§ Passage provided
Westerners have been taught from day one that high taxes and government inefficiency are simply the “price we pay for civilization”. If you believe that, allow me to share a story you may be familiar with…

Human beings have been running for sport for centuries. Ever since the legend of Greek messenger Pheidippides running the first “marathon” 2,500 years ago, man has sought to push himself hard and faster.

By the turn of the twentieth century, the fastest mile run on record sat around four minutes and twenty seconds. It had dropped over time and new athletes continued to trim a second off the record off here or there. But one feat remained elusive: the four minute mile.

Runners said it couldn’t be done. Doctors said it could be downright dangerous. In line with that thinking, the idea of seeking such a feat was not widely held. However, in 1954 Roger Bannister completed the first sub-four minute mile in just over 3:59.

Since then, dozens of runners have beat the four minute mile, and the record has decreased by about seventeen seconds. Once one person did it, others followed. But the feat seemed unattainable until one person actually did it.

I call this the Four Minute Mile Effect. Far too often, we accept the limiting thinking and propaganda put forward by governments and various social institutions. We figure that our way is the only way. We conflate fact with opinion.

It’s a great recipe for keeping government in power taking more and more of your money, but not a good recipe for personal or economic freedom.

One example of such limiting think is the idea that, without high taxation, people would starve and innocent grandmothers would live in alley ways. “Taxes are the price we pay for civilization”.

§ Collected material
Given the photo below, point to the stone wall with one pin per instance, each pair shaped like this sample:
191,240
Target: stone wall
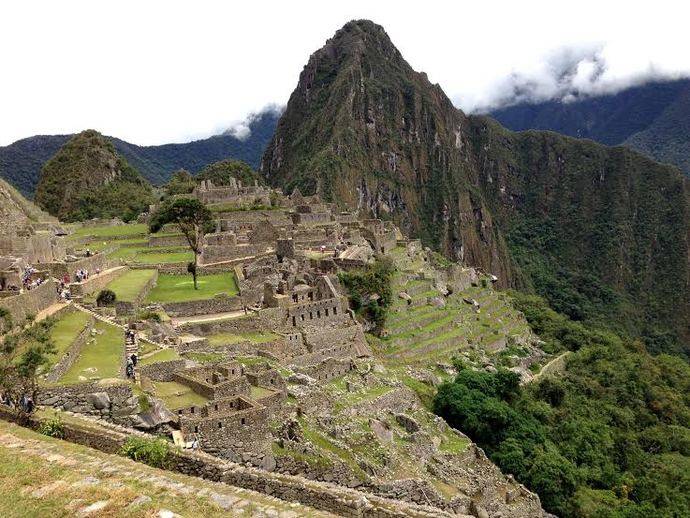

§ Exercises
(1) In the passage on the four-minute mile, who first ran a mile in under four minutes, and in what year?
(2) Pick up the passage on the four-minute mile after its final sentence and carry it forward.

§ Per-task answers
(1) Roger Bannister, in 1954.

(2)
Here in Singapore, things are quite civilized. I had a late lunch at the Marina Bay Sands mall overlooking Singapore’s famous Merlion and Collyer Quay. The view is one of the best in the world. The mall itself can easily compare with any other luxury mall on earth; it’s probably even better than my favorite malls in Hong Kong.

And yet taxes in Singapore are rather low. New corporations pay zero tax on their first $100,000 in profits for three years and single-digit rates on the next $200,000. Yet, for some reason, the city-state isn’t filled with haggardly-looking beggars.

I always tell people that before criticizing the lifestyle we talk about on this site, analyze whether what you believe is fact… or just an opinion.

For example, fast food workers in The Land of the Free are on strike seeking $15 an hour wages. Somebody forgot to tell them that, in most cases, they add no value to the purchase process at their jobs. I’ve been to McDonald’s restaurants in Europe where most people place their orders via automated kiosks, and the line cook hands it to them… no middleman needed.

The social justice crowd doesn’t realize that people who don’t enhance customer experience (when was the last time the guy at Burger King was really friendly?) can easily be phased out. Whether that’s good or bad, it’s a monetary truth based on human nature.

Meanwhile, Singapore has no minimum wage. The economy here is hot thanks to the government encouraging a global banking sector and entrepreneurship rather than discouraging it. Unemployment in Singapore fell to 1.8% last quarter.

Maybe the wealth confiscators in the west really don’t know how to stimulate an economy. Bowl me over with a feather.

The idea that a high minimum wage and paying unproductive parts of a supply chain makes the economy better for everyone is garbage. So is the idea that those of us in business should be forced at gunpoint to pay more than the market will bear.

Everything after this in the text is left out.